----- Data for this task -----

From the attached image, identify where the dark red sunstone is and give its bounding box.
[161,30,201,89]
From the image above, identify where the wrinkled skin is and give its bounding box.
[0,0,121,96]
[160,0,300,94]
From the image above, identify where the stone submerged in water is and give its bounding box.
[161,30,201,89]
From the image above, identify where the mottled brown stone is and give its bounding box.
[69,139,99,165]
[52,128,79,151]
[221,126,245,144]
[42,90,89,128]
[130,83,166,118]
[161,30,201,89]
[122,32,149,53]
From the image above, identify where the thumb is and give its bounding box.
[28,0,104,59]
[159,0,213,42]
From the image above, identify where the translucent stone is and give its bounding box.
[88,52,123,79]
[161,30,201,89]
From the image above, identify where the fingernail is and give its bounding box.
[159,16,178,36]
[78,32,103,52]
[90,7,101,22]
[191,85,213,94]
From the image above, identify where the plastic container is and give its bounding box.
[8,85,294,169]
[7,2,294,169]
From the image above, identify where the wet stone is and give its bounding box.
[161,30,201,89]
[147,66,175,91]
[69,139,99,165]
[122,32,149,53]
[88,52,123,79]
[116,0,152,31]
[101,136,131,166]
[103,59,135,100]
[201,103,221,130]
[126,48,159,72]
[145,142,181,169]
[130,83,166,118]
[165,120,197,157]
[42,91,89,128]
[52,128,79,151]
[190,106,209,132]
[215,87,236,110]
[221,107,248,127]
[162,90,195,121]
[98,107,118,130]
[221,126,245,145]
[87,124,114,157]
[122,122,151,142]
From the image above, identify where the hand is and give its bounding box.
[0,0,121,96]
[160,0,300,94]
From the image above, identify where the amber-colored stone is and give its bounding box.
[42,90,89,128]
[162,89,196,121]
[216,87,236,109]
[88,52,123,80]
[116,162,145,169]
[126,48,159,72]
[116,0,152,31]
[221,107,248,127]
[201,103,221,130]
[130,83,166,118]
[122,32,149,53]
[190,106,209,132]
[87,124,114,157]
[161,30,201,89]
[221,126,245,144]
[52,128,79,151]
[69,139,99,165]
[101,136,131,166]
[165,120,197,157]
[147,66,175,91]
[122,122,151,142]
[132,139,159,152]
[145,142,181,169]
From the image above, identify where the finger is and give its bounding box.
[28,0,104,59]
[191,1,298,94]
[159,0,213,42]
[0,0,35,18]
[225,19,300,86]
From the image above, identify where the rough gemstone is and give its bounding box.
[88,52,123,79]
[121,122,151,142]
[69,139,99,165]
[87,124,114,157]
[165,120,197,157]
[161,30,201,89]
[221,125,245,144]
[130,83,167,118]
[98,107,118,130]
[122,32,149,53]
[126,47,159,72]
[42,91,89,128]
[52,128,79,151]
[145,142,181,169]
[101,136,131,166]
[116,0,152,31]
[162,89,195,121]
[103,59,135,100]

-----

What you have to do — Reproduce every line of the records above without changing a single character.

Reply to the exercise —
From the attached image, identify where the dark red sunstone is and give its bounding box.
[161,30,201,89]
From the image above, identify where the wrinkled skin is and give its bounding box.
[0,0,121,96]
[160,0,300,94]
From the image above, identify where the stone submerged in water is and give its bounding box.
[161,30,201,89]
From the image above, identify where the mottled brown stone is and give its bounding box.
[69,139,99,165]
[52,128,79,151]
[221,126,245,144]
[42,90,89,128]
[130,83,166,118]
[161,30,201,89]
[122,32,149,53]
From the image above, identify where the thumb is and give its bounding box.
[28,0,104,59]
[159,0,213,42]
From the image above, identify where the translucent stone is and give its bounding box.
[88,52,123,79]
[161,30,201,89]
From the image above, identify where the fingernail is and give its bounding box.
[159,16,178,36]
[78,32,103,52]
[90,7,101,22]
[191,85,213,94]
From the image above, identify where the plastic container is and give its bounding box.
[8,85,294,169]
[7,2,294,169]
From the image above, identify where the wet stone is and give its bounding box.
[161,30,201,89]
[147,66,175,91]
[69,139,99,165]
[122,32,149,53]
[88,52,123,79]
[116,0,152,31]
[101,136,131,166]
[103,59,135,100]
[201,103,221,130]
[126,48,159,72]
[145,142,181,169]
[130,83,166,118]
[165,120,197,157]
[42,91,89,128]
[52,128,79,151]
[190,106,209,132]
[215,87,236,110]
[221,107,248,127]
[162,90,195,121]
[98,107,118,130]
[221,126,245,145]
[87,124,114,157]
[122,122,151,142]
From the image above, identify where the hand is and give its bounding box.
[0,0,121,96]
[160,0,300,94]
From the image above, identify where the amber-colored stone is and give its bounding box.
[42,90,89,128]
[162,89,196,121]
[216,87,236,109]
[88,52,123,80]
[116,162,145,169]
[126,48,159,72]
[116,0,152,31]
[221,107,248,127]
[201,103,221,130]
[130,83,166,118]
[122,32,149,53]
[190,106,209,132]
[87,124,114,157]
[161,30,201,89]
[221,126,245,144]
[52,128,79,151]
[69,139,99,165]
[101,136,131,166]
[165,120,197,157]
[147,66,175,91]
[122,122,151,142]
[132,139,159,152]
[145,142,181,169]
From the image above, identify where the finger is and give its bounding box.
[28,0,104,59]
[191,1,298,94]
[159,0,213,42]
[0,0,35,18]
[225,19,300,86]
From the image above, identify where the rough gemstone is and give its bounding box.
[88,52,123,79]
[121,122,151,142]
[69,139,99,165]
[87,124,114,157]
[165,120,197,157]
[161,30,201,89]
[221,125,245,144]
[130,83,167,118]
[98,107,118,130]
[122,32,149,53]
[126,47,159,72]
[42,91,89,128]
[52,128,79,151]
[145,142,181,169]
[101,136,131,166]
[116,0,152,31]
[162,89,195,121]
[103,59,135,100]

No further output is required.